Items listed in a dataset
****************

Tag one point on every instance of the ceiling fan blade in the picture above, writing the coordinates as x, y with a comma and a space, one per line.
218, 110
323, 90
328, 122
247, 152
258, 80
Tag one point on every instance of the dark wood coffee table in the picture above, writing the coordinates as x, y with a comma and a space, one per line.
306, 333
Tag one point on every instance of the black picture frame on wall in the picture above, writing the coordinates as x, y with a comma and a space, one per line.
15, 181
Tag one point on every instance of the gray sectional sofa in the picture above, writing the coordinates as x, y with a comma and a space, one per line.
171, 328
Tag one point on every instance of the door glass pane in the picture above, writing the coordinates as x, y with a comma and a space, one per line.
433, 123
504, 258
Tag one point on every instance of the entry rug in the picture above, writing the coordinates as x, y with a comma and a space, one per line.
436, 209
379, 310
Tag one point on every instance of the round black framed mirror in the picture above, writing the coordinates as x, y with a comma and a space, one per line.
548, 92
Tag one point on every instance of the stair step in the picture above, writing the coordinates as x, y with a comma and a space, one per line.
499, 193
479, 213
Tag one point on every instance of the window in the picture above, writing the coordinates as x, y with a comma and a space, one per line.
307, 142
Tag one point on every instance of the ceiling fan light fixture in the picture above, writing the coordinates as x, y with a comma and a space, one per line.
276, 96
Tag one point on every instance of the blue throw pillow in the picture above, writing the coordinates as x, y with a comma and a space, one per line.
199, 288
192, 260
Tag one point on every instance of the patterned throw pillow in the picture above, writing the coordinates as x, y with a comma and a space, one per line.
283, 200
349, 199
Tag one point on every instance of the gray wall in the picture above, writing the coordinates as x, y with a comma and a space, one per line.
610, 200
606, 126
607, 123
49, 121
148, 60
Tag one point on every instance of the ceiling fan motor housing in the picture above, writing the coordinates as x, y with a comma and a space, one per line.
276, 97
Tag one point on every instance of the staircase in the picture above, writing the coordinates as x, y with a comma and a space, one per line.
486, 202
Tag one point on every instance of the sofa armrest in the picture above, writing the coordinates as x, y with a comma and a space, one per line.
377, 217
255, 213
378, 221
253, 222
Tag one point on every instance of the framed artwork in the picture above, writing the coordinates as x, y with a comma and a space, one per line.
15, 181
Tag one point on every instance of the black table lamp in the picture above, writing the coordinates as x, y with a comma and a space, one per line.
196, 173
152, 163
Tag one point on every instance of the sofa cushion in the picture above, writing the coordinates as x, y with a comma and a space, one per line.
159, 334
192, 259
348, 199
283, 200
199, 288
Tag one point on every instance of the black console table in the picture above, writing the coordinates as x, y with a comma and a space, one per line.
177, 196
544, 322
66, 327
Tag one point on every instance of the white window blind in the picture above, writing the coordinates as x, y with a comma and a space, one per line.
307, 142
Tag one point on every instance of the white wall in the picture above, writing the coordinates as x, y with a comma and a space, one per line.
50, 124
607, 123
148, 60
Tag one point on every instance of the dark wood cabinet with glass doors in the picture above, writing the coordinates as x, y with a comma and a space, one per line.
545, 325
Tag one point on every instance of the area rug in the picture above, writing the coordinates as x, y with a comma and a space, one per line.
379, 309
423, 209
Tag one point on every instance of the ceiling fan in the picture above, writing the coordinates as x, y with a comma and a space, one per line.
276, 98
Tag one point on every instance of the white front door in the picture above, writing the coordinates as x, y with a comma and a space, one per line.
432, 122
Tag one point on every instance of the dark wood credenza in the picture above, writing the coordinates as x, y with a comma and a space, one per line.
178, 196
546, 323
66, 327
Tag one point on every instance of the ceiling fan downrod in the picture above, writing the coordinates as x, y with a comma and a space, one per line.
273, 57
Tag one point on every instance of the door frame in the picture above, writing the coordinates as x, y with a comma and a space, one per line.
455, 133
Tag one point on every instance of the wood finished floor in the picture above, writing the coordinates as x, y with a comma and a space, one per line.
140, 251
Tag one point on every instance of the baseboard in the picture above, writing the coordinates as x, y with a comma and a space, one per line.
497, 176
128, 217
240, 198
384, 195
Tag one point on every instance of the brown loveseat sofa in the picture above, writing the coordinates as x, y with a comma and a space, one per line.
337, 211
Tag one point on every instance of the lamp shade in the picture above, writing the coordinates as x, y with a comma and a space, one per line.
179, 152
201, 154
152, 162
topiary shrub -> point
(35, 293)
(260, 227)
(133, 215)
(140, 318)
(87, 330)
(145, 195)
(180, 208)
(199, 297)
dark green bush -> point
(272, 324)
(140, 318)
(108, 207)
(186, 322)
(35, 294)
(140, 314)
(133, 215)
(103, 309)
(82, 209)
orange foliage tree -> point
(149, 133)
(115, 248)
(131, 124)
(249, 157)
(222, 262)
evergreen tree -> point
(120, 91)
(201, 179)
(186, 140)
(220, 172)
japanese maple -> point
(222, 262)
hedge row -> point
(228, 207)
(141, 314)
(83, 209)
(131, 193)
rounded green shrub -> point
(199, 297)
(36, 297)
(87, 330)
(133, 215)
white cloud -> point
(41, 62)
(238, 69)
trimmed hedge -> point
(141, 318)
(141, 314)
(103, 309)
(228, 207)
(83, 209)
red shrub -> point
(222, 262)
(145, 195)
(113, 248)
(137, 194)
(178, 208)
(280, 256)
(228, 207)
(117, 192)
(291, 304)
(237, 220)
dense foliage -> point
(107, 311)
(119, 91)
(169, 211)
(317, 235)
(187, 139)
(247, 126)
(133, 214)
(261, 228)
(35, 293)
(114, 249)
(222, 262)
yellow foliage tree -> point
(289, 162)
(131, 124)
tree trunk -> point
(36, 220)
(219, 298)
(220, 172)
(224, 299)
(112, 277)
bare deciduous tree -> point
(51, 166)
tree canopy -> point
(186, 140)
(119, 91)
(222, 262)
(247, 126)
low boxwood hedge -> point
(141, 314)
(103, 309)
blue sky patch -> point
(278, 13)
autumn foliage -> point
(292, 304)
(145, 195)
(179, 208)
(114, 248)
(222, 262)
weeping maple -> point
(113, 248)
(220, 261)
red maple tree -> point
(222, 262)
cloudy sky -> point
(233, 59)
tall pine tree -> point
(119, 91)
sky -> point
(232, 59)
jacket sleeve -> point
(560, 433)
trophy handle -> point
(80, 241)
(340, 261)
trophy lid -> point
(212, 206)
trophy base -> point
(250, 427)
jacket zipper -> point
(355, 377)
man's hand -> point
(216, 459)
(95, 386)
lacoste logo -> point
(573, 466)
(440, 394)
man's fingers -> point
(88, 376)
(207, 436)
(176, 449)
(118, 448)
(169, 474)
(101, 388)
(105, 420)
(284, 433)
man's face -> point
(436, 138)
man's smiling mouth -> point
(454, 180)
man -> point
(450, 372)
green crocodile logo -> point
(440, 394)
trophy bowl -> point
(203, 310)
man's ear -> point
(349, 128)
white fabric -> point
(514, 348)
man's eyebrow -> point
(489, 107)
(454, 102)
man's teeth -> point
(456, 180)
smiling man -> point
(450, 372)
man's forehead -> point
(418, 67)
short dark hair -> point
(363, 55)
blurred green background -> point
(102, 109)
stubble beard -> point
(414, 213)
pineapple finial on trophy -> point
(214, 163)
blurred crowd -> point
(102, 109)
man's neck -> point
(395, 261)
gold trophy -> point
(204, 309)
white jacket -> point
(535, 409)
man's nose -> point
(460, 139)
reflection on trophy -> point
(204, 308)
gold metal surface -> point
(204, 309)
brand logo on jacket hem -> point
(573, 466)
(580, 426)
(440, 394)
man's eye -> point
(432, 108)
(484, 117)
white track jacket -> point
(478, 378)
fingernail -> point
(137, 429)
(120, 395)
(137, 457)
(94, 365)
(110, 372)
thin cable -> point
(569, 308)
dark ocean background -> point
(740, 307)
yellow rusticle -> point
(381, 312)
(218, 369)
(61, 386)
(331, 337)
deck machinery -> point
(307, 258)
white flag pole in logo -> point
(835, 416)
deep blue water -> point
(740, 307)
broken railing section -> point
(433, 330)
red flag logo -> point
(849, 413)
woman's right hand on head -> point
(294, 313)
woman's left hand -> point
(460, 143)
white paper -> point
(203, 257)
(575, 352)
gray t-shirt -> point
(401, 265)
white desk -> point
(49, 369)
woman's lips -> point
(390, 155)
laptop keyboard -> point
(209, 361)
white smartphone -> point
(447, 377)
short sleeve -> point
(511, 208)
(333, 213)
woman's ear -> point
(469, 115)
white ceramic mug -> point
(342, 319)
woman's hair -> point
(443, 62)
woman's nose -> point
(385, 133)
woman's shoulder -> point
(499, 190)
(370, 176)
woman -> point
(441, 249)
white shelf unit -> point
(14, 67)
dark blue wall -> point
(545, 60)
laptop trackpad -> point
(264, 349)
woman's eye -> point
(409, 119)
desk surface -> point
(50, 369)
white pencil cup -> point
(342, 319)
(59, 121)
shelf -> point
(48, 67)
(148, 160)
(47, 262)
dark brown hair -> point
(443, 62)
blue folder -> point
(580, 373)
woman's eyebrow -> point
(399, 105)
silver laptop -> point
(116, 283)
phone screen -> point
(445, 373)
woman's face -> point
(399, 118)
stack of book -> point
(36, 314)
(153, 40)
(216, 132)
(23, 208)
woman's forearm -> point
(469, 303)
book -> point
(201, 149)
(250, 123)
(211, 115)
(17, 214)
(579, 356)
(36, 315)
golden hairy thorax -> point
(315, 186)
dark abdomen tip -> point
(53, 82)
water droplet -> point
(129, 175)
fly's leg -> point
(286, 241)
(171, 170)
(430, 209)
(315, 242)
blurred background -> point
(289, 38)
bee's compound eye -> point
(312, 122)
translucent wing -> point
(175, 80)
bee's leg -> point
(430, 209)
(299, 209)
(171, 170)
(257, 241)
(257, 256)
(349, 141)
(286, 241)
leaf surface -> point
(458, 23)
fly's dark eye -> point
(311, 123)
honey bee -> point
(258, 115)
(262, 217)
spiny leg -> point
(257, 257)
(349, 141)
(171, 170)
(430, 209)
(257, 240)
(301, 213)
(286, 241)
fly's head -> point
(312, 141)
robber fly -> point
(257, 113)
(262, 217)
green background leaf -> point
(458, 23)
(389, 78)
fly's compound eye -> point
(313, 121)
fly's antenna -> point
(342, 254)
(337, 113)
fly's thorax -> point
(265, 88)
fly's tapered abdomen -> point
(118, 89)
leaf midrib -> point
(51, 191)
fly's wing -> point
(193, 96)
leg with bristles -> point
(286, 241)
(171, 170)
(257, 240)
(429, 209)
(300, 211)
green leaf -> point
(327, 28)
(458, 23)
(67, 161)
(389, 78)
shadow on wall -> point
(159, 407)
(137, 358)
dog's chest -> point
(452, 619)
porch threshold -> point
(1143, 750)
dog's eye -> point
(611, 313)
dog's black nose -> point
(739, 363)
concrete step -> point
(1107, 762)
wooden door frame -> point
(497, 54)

****************

Your answer should hold the line with "dog's chest -> point" and each line after it to the end of the data, retyped exactly. Include no other lines.

dog's chest -> point
(452, 619)
porch threshold -> point
(1143, 750)
dog's eye -> point
(611, 313)
dog's black nose -> point
(739, 363)
concrete step -> point
(1107, 762)
wooden door frame -> point
(497, 54)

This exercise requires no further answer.